• Reading text
------------------------------------------------------------------------
Re: [DISCUSS] Acero's ScanNode and Row Indexing across Scans

Posted by Weston Pace <we...@gmail.com>.

> then I think the incremental cost of adding the
> positional deletes to the mask is probably lower than the anti-join.
Do you mean developer cost?  Then yes, I agree.  Although there may be some
subtlety in the pushdown to connect a dataset filter to a parquet reader
filter.

The main downside with using the mask (or any solution based on a filter
node / filtering) is that it requires that the delete indices go into the
plan itself.  So you need to first read the delete files and then create
the plan.  And, if there are many deleted rows, this can be costly.

On Thu, Jun 1, 2023 at 7:13 PM Will Jones <wi...@gmail.com> wrote:

> That's a good point, Gang. To perform deletes, we definitely need the row
> index, so we'll want that regardless of whether it's used in scans.
>
> > I'm not sure a mask would be the ideal solution for Iceberg (though it is
> a reasonable feature in its own right) because I think position-based
> deletes, in Iceberg, are still done using an anti-join and not a filter.
>
> For just positional deletes in isolation, I agree the mask wouldn't be more
> optimal than the anti-join. But if they end up using the mask for filtering
> with the page index, then I think the incremental cost of adding the
> positional deletes to the mask is probably lower than the anti-join.
>
> On Thu, Jun 1, 2023 at 6:33 PM Gang Wu <us...@gmail.com> wrote:
>
> > IMO, the adding a row_index column from the reader is orthogonal to
> > the mask implementation. Table formats (e.g. Apache Iceberg and
> > Delta) require the knowledge of row index to finalize row deletion. It
> > would be trivial to natively support row index from the file reader.
> >
> > Best,
> > Gang
> >
> > On Fri, Jun 2, 2023 at 3:40 AM Weston Pace <we...@gmail.com>
> wrote:
> >
> > > I agree that having a row_index is a good approach.  I'm not sure a
> mask
> > > would be the ideal solution for Iceberg (though it is a reasonable
> > feature
> > > in its own right) because I think position-based deletes, in Iceberg,
> are
> > > still done using an anti-join and not a filter.
------------------------------------------------------------------------
• Exercise details
Transcribe the mailing-list reply above in full, keeping every line and quotation mark unchanged.

• Data block
------------------------------------------------------------------------
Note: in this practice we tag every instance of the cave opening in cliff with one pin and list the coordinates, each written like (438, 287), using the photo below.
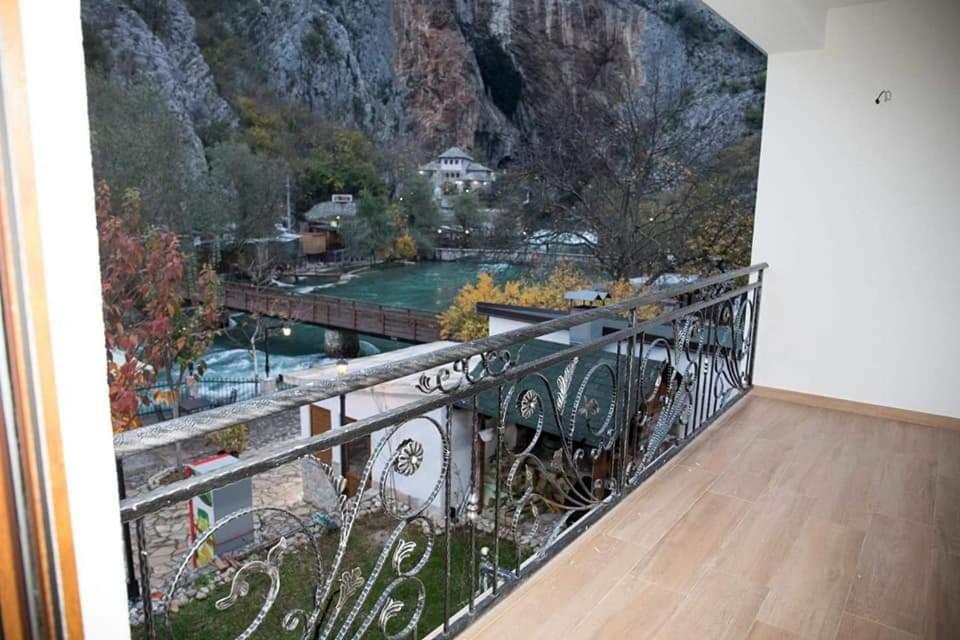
------------------------------------------------------------------------
• Exercise output
Re: [DISCUSS] Acero's ScanNode and Row Indexing across Scans

Posted by Weston Pace <we...@gmail.com>.

> then I think the incremental cost of adding the
> positional deletes to the mask is probably lower than the anti-join.
Do you mean developer cost?  Then yes, I agree.  Although there may be some
subtlety in the pushdown to connect a dataset filter to a parquet reader
filter.

The main downside with using the mask (or any solution based on a filter
node / filtering) is that it requires that the delete indices go into the
plan itself.  So you need to first read the delete files and then create
the plan.  And, if there are many deleted rows, this can be costly.

On Thu, Jun 1, 2023 at 7:13 PM Will Jones <wi...@gmail.com> wrote:

> That's a good point, Gang. To perform deletes, we definitely need the row
> index, so we'll want that regardless of whether it's used in scans.
>
> > I'm not sure a mask would be the ideal solution for Iceberg (though it is
> a reasonable feature in its own right) because I think position-based
> deletes, in Iceberg, are still done using an anti-join and not a filter.
>
> For just positional deletes in isolation, I agree the mask wouldn't be more
> optimal than the anti-join. But if they end up using the mask for filtering
> with the page index, then I think the incremental cost of adding the
> positional deletes to the mask is probably lower than the anti-join.
>
> On Thu, Jun 1, 2023 at 6:33 PM Gang Wu <us...@gmail.com> wrote:
>
> > IMO, the adding a row_index column from the reader is orthogonal to
> > the mask implementation. Table formats (e.g. Apache Iceberg and
> > Delta) require the knowledge of row index to finalize row deletion. It
> > would be trivial to natively support row index from the file reader.
> >
> > Best,
> > Gang
> >
> > On Fri, Jun 2, 2023 at 3:40 AM Weston Pace <we...@gmail.com>
> wrote:
> >
> > > I agree that having a row_index is a good approach.  I'm not sure a
> mask
> > > would be the ideal solution for Iceberg (though it is a reasonable
> > feature
> > > in its own right) because I think position-based deletes, in Iceberg,
> are
> > > still done using an anti-join and not a filter.